§ What the task requires: The material below should be written out in full and exactly; pictures stay out of the copy.

§ Data:
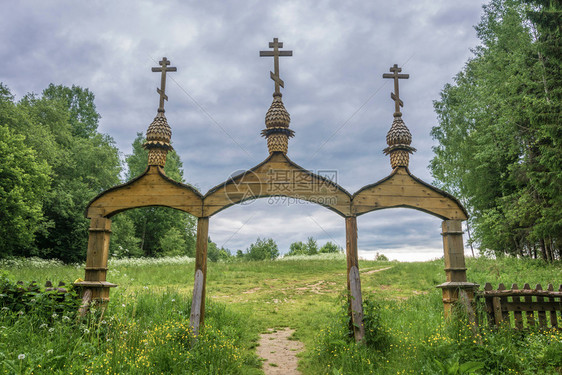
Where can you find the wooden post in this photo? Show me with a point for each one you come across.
(353, 280)
(96, 264)
(197, 317)
(455, 267)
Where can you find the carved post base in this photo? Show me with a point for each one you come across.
(455, 291)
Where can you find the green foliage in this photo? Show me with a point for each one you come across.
(499, 131)
(311, 248)
(61, 128)
(18, 299)
(297, 248)
(156, 231)
(330, 247)
(376, 333)
(23, 182)
(214, 254)
(148, 334)
(262, 249)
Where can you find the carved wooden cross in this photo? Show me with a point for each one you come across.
(162, 91)
(395, 95)
(276, 53)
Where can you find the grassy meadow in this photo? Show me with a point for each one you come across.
(145, 329)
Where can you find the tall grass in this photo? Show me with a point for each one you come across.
(145, 329)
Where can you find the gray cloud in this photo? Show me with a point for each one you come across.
(339, 103)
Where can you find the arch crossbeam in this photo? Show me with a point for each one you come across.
(152, 188)
(402, 189)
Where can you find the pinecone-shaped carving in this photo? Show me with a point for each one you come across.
(277, 130)
(398, 139)
(277, 116)
(158, 138)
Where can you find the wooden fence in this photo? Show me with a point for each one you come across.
(523, 308)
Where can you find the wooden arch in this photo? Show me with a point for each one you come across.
(152, 188)
(402, 189)
(277, 176)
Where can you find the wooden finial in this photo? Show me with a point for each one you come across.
(162, 91)
(276, 53)
(395, 95)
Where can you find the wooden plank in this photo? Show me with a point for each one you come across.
(277, 177)
(196, 303)
(356, 304)
(202, 241)
(86, 299)
(489, 305)
(541, 312)
(530, 314)
(498, 316)
(503, 302)
(402, 190)
(518, 316)
(522, 292)
(553, 319)
(532, 306)
(153, 188)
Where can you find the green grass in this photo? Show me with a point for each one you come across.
(404, 320)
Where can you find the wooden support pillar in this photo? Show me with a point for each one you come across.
(197, 316)
(95, 287)
(353, 280)
(456, 285)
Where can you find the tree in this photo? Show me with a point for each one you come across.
(23, 183)
(262, 249)
(160, 230)
(60, 127)
(499, 131)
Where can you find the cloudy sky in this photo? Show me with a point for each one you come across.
(339, 104)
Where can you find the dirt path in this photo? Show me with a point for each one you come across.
(279, 352)
(377, 270)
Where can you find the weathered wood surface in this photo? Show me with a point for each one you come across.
(86, 299)
(353, 279)
(201, 266)
(401, 189)
(196, 302)
(502, 303)
(277, 176)
(356, 304)
(98, 249)
(152, 188)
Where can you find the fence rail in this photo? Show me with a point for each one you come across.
(525, 307)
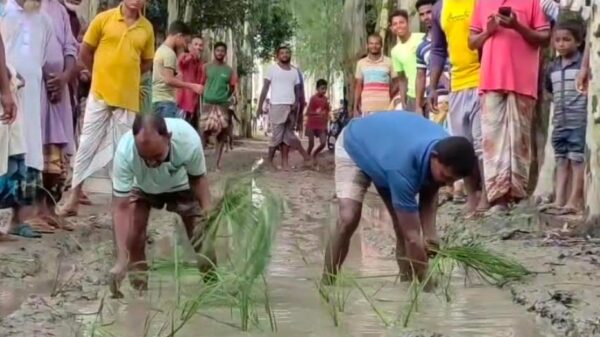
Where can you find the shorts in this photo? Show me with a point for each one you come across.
(569, 143)
(464, 117)
(183, 202)
(167, 109)
(350, 181)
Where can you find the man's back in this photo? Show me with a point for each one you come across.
(391, 142)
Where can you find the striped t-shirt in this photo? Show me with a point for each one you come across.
(376, 76)
(570, 106)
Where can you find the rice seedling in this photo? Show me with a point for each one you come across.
(246, 218)
(493, 268)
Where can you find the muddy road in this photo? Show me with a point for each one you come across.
(56, 286)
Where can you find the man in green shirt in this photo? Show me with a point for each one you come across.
(219, 87)
(164, 79)
(404, 58)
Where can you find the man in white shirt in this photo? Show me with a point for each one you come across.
(284, 82)
(159, 163)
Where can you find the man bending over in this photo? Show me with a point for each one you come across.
(408, 160)
(160, 162)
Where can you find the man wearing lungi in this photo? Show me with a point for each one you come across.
(284, 82)
(118, 48)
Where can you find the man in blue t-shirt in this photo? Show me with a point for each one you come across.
(405, 156)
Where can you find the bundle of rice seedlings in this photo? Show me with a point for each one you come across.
(493, 268)
(246, 218)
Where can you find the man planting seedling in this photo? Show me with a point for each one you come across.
(407, 160)
(160, 162)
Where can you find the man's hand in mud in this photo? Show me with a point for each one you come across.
(9, 108)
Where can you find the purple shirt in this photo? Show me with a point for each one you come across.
(57, 119)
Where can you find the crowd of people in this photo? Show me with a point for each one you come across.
(154, 110)
(477, 72)
(462, 73)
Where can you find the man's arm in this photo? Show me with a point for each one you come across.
(148, 52)
(200, 188)
(195, 167)
(6, 99)
(86, 55)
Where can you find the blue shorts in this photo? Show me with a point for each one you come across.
(569, 143)
(167, 109)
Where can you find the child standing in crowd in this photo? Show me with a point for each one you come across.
(317, 116)
(570, 119)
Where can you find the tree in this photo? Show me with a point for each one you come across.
(319, 45)
(592, 199)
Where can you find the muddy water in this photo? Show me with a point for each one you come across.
(299, 310)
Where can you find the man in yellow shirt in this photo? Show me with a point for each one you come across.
(118, 48)
(404, 57)
(449, 39)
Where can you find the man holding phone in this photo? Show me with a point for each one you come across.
(503, 29)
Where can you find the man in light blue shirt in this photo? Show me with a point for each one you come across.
(159, 163)
(406, 157)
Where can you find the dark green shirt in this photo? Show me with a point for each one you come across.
(219, 79)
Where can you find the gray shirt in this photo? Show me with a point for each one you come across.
(570, 106)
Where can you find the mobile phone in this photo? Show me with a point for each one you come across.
(505, 11)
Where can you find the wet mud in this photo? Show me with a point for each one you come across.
(56, 286)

§ Answer below:
Where can you find the wooden post in this photo? Show me with a point for each one you come across.
(353, 280)
(96, 264)
(197, 317)
(455, 267)
Where can you find the carved post base in this photo? Show me with a point for each one you come across.
(455, 291)
Where can you find the green foliage in this photo? Show me with a point for each one you come across.
(499, 131)
(311, 248)
(61, 128)
(18, 299)
(297, 248)
(156, 231)
(330, 247)
(376, 333)
(23, 182)
(214, 254)
(148, 334)
(262, 249)
Where can you find the carved wooden cross in this photo? Show me with a point for each one you come across.
(162, 91)
(395, 95)
(276, 53)
Where can you find the grassy meadow in this photo? Show me with a point for each one you come across.
(145, 329)
Where can you find the tall grass in this photo? Show me with a point for each one you come across.
(145, 329)
Where can you find the gray cloud in this photo? Show me with a point for each one you come across.
(339, 103)
Where can you find the arch crossbeam in this photo? Show me with a point for each one you come across.
(152, 188)
(402, 189)
Where can you find the pinecone-shaped carving in this photo? Show me with a point for each one you come across.
(277, 130)
(398, 139)
(277, 116)
(158, 138)
Where can you find the wooden fence in this photo? Show me with a point for each one you come across.
(523, 308)
Where can you find the wooden arch in this photo? Show me with a point for each one you come across.
(152, 188)
(402, 189)
(277, 176)
Where can you find the wooden finial in this photo? Show me with a point for each one you come across.
(162, 91)
(276, 53)
(395, 95)
Where can you find the wooden plank in this photo? Show me with a point for each one you come across.
(277, 177)
(196, 303)
(356, 304)
(202, 241)
(86, 299)
(489, 305)
(541, 312)
(530, 314)
(498, 316)
(503, 302)
(402, 190)
(518, 316)
(522, 292)
(553, 319)
(532, 306)
(153, 188)
Where can you find the green grass in this photo? Show me with a point for each one you come across.
(404, 320)
Where can you find the wooden support pillar in this photo? Show me with a point for each one you come across.
(197, 316)
(95, 287)
(353, 280)
(456, 285)
Where can you find the tree in this photo? Show me with a point for each one you come across.
(23, 183)
(262, 249)
(160, 230)
(60, 127)
(499, 131)
Where can you find the cloudy sky in this photo? Show me with a point for each one you come across.
(339, 104)
Where can you find the dirt path in this photo? Show me with a point for each one you come across.
(279, 352)
(377, 270)
Where can you find the weathered wood surface in this photo? Show me with a point for each one you come across.
(86, 299)
(353, 279)
(201, 266)
(401, 189)
(196, 302)
(502, 303)
(277, 176)
(356, 304)
(98, 249)
(152, 188)
Where can you find the fence rail in this photo? Show me with a point for each one you come across.
(525, 307)
Where can you find the shorts in this photo? Show me with a point for each one you come across.
(569, 143)
(464, 117)
(183, 202)
(167, 109)
(350, 181)
Where can you find the man's back in this photo? Show me with a point for each one you come across.
(391, 142)
Where can you find the striped t-shirt in this photo? Show me with a point for each one you come across.
(376, 76)
(570, 106)
Where can you find the rice seedling in this photo? Show me with a point for each one you come across.
(246, 218)
(493, 268)
Where can you find the muddy road in this photo? Show me with a point for each one you come across.
(56, 286)
Where can you find the man in green shirt in this photo? Show me with a point for each one you come across.
(219, 87)
(164, 79)
(404, 58)
Where can you find the man in white shirt in this photo? Show me with a point for each one you come across.
(284, 82)
(159, 163)
Where can you find the man bending over in this photo? Show me with a point for each one you come across.
(408, 160)
(160, 162)
Where can you find the man wearing lungi in this photo? Show me with a point for each one you come across.
(284, 82)
(118, 48)
Where can you find the man in blue t-shirt in this photo? Show me with a point for each one you come across.
(405, 156)
Where can you find the bundle of rice seedlings in this photo? Show me with a point for each one you come across.
(493, 268)
(246, 218)
Where can you find the man planting seedling in this photo? Show me with a point for each one you come across.
(407, 160)
(160, 162)
Where can you find the man's hand in mud in this photo? Show me with a point for each one you come across.
(9, 108)
Where can you find the purple shirt in this photo? Show me with a point for each one you come across.
(57, 119)
Where can you find the crowd of people in this photo? Show me with a point for each one you come across.
(154, 110)
(477, 72)
(462, 73)
Where can you find the man's arm in this photo? Show me with a point for each one you come across.
(148, 52)
(200, 188)
(195, 167)
(6, 99)
(86, 55)
Where can you find the blue shorts in this photo? Show me with a point for each one you come across.
(569, 143)
(167, 109)
Where can you find the child standing in crowd in this photo? Show me with a point for each one you come across.
(317, 116)
(570, 119)
Where can you find the tree in this photo? Show me with a point for each one you come across.
(319, 45)
(592, 199)
Where can you find the muddy water in this photo? Show me with a point for each one you come across.
(299, 310)
Where can you find the man in yellow shirt in this photo? Show me with a point for each one you come across.
(118, 48)
(404, 57)
(449, 39)
Where can you find the man holding phone in this photo? Show me with a point for each one you come across.
(503, 29)
Where can you find the man in light blue shirt in this photo? Show me with a point for each one you come across.
(159, 163)
(406, 157)
Where can you find the dark green shirt in this photo? Show me with a point for each one you come across.
(219, 79)
Where can you find the gray shirt in this photo? Show me with a point for each one you come across.
(570, 106)
Where can you find the mobile phone in this photo? Show me with a point for each one you come across.
(505, 11)
Where can you find the wet mud in this photo? Show me with a point for each one you come across.
(56, 286)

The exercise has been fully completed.